Records for the exercise -
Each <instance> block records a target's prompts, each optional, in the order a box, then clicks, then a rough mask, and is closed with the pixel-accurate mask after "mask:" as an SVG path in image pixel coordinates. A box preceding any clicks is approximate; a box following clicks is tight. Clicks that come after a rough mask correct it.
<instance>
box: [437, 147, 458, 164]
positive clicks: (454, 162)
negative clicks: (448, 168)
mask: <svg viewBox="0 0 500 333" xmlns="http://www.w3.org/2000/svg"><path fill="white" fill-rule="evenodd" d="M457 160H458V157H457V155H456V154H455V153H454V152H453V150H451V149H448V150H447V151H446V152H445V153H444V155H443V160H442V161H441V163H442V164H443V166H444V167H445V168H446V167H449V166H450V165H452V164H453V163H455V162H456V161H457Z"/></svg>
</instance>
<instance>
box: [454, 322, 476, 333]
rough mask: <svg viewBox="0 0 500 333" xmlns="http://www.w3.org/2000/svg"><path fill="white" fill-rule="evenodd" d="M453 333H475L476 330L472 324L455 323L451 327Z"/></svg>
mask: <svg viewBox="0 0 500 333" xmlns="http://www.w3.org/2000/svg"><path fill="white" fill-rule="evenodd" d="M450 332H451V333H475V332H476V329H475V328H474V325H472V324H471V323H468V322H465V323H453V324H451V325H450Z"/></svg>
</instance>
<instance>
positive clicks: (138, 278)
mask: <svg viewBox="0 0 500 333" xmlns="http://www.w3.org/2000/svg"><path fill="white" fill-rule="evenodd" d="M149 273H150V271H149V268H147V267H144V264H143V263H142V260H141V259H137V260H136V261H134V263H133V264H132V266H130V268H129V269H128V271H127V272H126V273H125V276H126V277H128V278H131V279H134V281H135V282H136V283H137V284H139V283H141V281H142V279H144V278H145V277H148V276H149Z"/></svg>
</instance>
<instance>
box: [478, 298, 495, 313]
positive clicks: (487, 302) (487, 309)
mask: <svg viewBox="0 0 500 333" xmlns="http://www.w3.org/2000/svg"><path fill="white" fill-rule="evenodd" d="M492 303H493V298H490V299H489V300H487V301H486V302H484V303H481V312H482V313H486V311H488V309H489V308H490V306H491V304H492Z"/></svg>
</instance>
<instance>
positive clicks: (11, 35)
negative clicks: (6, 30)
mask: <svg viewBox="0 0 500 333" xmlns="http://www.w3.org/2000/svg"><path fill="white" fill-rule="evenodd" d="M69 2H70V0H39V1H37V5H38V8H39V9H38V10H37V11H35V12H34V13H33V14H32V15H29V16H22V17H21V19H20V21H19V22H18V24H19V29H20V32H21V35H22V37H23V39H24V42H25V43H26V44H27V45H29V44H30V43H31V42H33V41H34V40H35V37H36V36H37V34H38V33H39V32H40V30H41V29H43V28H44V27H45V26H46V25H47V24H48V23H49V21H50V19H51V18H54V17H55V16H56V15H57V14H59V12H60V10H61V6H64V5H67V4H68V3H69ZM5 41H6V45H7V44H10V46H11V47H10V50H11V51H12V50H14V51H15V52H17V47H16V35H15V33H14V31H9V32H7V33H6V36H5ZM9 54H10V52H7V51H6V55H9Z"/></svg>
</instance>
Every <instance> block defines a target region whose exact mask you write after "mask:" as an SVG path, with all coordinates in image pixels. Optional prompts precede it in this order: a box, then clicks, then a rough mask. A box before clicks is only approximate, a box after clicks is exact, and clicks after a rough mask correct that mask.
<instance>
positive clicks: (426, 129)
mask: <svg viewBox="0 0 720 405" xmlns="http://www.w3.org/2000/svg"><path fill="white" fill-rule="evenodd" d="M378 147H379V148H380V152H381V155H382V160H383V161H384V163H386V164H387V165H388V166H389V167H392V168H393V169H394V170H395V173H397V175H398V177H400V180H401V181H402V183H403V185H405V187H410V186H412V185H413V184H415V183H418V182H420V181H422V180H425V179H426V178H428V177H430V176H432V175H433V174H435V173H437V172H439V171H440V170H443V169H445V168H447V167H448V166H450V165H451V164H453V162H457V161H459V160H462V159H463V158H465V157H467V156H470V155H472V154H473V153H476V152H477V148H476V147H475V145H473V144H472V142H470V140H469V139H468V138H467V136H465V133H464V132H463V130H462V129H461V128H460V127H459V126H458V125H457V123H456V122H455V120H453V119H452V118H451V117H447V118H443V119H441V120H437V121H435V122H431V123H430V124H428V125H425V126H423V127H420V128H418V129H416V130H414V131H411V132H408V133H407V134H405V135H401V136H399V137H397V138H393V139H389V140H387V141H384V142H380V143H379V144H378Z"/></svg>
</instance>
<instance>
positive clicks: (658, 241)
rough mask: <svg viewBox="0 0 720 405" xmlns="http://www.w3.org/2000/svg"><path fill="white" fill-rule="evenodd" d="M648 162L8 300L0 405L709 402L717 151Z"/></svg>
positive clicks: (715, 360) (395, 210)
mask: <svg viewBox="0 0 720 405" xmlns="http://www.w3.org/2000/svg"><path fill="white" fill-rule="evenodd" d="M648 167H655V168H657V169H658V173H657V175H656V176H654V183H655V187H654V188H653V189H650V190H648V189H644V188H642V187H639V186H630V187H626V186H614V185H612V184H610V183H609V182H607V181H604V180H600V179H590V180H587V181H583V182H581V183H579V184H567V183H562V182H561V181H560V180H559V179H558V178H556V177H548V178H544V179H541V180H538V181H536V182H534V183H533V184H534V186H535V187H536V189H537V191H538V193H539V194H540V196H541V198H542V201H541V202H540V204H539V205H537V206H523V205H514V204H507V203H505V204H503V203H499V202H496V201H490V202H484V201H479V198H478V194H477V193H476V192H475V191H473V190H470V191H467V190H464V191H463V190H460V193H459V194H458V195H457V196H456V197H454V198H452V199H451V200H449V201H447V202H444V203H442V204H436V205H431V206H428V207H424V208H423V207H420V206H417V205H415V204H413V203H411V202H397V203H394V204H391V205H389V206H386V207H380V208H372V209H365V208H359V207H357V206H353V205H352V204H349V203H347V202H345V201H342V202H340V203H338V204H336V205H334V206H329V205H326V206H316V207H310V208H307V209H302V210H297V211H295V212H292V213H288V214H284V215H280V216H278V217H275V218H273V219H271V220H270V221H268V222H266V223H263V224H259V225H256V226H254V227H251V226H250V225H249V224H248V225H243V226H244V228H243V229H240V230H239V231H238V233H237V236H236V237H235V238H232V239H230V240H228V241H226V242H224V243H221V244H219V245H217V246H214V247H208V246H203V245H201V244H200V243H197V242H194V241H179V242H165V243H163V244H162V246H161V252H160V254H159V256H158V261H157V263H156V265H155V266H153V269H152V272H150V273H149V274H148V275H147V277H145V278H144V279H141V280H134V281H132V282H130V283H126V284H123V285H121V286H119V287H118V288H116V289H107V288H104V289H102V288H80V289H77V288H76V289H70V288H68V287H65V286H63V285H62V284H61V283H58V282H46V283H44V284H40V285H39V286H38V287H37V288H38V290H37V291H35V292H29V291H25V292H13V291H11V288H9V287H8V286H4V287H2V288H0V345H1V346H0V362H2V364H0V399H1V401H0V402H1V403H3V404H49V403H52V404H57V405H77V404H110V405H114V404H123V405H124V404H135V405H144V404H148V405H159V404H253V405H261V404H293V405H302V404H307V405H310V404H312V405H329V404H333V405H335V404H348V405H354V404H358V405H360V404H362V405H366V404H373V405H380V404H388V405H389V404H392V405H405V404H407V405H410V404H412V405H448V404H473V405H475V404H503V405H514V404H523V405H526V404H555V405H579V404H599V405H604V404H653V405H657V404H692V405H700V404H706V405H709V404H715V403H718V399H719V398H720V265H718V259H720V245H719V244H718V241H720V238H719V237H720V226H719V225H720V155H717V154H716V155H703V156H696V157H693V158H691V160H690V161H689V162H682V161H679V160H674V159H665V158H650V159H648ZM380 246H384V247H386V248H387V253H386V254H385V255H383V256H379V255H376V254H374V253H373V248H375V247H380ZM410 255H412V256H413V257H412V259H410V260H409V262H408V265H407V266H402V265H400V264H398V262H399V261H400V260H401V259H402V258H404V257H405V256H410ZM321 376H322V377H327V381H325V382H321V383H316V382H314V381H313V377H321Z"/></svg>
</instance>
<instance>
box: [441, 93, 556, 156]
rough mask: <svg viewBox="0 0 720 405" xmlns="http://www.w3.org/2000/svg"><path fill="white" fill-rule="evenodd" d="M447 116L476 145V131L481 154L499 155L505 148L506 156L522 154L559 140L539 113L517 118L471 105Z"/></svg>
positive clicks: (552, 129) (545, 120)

Assigned task - Report each line of the data above that contains the string "negative".

Exercise answer -
negative clicks: (448, 168)
negative clicks: (6, 30)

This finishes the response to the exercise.